Which I later played with in B&W:

Table B&W

Look at the texture in that patch of snow under the peak. Yum! In fact Bernard and Eric skinned out there last run. (I don’t have a randonne set up, among other issues, so I couldn’t make that run.)
And Baker, herself:

The elusive Mt. Baker gives us a wink and a nod

By the way a couple of years ago, a bunch of snowshoers died in an avalanche in that relatively benign snow field with the tracks on it in the foreground. Yet, you still see groups of them out there every day without avy gear.

And then I looked up to see the marvelous golden light playing in these ancient trees above me.  I couldn’t quite capture it because of the blue light which is both magical and irritating after a while (one reason I deigned to play in B&W digital today. Blech.)

The eye of the hydra upon you

If I did use Photoshop, I would be excited about creating a digital negative to print. Instead I’m just kicking myself for not having my film camera, a polarizing filter, and a red filter. Of course, we weren’t expecting to shoot at all.

Because as good as color is, it ain’t that

Then I looked down, caught the art shot, to capture the ultimate blue essence of the experience.

And another landscape shot.

There’s a storm on the horizon, but a song in my heart

Oh, and this rock that I once jumped off of and probably should again sometime since I lost the picture.

And then, it was time to ski. There was more than the light that let me give up first tracks. I’ve been pretty sure I injured my ACL racing at Hood, right after I had surgery on it the first time. So, after a long day of heavy snow I don’t quit, but my knee quits. A couple of weeks ago I was playing goalie in indoor soccer, discovered you don’t slide so good on astroturf, and been in some, uh discomfort, ever since. I could do without another surgery at the moment and I’ve still been running and playing soccer so I was hoping I could ski. Two turns into it, my first of the year, and I was pretty sure my season was over.

> _Exercise set_:
- a) In the ski post, who skinned out to the snow patch under the peak on the last run?
- b) Quote the ski post word for word from "By the way a" through "shoot at all.", inclusive.

> _Data to examine_:
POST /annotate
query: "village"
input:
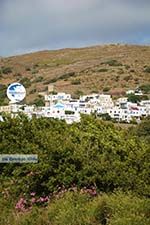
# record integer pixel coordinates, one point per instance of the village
(62, 106)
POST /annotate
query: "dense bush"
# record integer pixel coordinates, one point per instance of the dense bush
(89, 153)
(76, 208)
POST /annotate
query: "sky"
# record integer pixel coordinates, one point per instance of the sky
(33, 25)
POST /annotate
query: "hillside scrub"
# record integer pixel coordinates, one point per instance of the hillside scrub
(87, 173)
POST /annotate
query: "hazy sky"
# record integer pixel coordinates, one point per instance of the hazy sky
(32, 25)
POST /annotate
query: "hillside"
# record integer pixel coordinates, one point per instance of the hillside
(108, 68)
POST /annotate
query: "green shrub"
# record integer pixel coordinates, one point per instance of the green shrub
(38, 79)
(76, 82)
(147, 69)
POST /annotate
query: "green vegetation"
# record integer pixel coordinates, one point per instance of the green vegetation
(147, 69)
(38, 79)
(145, 88)
(3, 99)
(88, 173)
(76, 82)
(5, 70)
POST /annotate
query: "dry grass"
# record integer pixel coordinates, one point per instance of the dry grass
(90, 65)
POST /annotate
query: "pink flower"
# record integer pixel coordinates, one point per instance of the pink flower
(32, 193)
(33, 200)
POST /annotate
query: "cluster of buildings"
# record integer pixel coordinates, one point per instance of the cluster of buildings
(62, 106)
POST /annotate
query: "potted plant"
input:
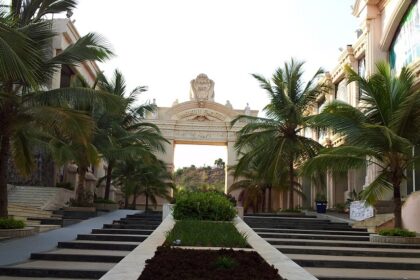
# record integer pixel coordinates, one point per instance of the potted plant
(321, 203)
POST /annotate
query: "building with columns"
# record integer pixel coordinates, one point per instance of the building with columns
(389, 30)
(47, 173)
(200, 121)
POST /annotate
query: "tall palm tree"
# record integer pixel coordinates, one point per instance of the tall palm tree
(153, 181)
(27, 109)
(124, 133)
(143, 176)
(276, 139)
(383, 130)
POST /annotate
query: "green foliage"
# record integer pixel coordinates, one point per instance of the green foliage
(200, 178)
(203, 206)
(206, 234)
(10, 223)
(85, 199)
(397, 232)
(103, 200)
(341, 207)
(321, 197)
(65, 185)
(382, 132)
(225, 262)
(275, 144)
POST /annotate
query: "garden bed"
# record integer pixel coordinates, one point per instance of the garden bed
(184, 264)
(206, 234)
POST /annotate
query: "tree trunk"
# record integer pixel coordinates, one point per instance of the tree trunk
(125, 201)
(108, 180)
(291, 189)
(4, 157)
(80, 191)
(147, 202)
(397, 205)
(263, 208)
(134, 203)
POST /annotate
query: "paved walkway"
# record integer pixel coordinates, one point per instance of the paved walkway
(18, 250)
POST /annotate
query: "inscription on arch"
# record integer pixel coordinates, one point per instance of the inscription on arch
(201, 114)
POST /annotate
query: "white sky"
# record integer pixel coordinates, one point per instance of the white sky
(164, 44)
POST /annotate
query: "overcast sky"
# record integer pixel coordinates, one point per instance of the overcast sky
(164, 44)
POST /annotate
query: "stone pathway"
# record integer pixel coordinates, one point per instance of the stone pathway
(332, 250)
(89, 256)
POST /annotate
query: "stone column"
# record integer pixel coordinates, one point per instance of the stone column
(231, 160)
(168, 155)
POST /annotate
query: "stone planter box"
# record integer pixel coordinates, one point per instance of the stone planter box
(79, 212)
(14, 233)
(394, 239)
(106, 206)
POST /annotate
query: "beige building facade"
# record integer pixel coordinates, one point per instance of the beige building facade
(200, 121)
(389, 30)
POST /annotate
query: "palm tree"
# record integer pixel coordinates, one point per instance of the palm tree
(276, 139)
(27, 110)
(383, 130)
(143, 176)
(124, 133)
(154, 181)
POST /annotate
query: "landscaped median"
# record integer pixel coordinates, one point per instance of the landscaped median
(206, 242)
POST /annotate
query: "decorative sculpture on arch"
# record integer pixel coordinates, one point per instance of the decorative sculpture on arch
(202, 89)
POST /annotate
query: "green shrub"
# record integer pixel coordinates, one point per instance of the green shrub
(10, 223)
(206, 234)
(397, 232)
(210, 206)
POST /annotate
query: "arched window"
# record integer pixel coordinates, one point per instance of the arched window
(405, 47)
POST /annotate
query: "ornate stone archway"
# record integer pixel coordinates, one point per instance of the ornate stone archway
(200, 121)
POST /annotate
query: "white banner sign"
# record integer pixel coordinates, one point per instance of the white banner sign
(360, 211)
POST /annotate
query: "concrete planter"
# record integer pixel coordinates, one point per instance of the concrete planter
(394, 239)
(14, 233)
(79, 212)
(106, 206)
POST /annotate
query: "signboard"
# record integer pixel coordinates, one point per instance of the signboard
(360, 211)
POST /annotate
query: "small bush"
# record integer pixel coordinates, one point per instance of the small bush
(10, 223)
(225, 262)
(210, 206)
(206, 234)
(397, 232)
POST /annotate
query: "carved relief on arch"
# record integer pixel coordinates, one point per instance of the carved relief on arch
(200, 114)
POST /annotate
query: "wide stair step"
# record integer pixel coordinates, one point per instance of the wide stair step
(331, 250)
(112, 237)
(90, 256)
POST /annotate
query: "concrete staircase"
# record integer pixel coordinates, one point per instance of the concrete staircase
(90, 256)
(330, 250)
(44, 198)
(33, 217)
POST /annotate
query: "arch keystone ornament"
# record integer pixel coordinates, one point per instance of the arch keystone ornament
(200, 121)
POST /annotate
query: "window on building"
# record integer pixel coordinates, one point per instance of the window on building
(341, 91)
(405, 47)
(67, 75)
(361, 70)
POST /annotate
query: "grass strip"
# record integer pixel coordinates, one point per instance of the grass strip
(206, 234)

> _Solved tasks_:
- a) Bernard and Eric

- b)
By the way a couple of years ago, a bunch of snowshoers died in an avalanche in that relatively benign snow field with the tracks on it in the foreground. Yet, you still see groups of them out there every day without avy gear.

And then I looked up to see the marvelous golden light playing in these ancient trees above me.  I couldn’t quite capture it because of the blue light which is both magical and irritating after a while (one reason I deigned to play in B&W digital today. Blech.)

The eye of the hydra upon you

If I did use Photoshop, I would be excited about creating a digital negative to print. Instead I’m just kicking myself for not having my film camera, a polarizing filter, and a red filter. Of course, we weren’t expecting to shoot at all.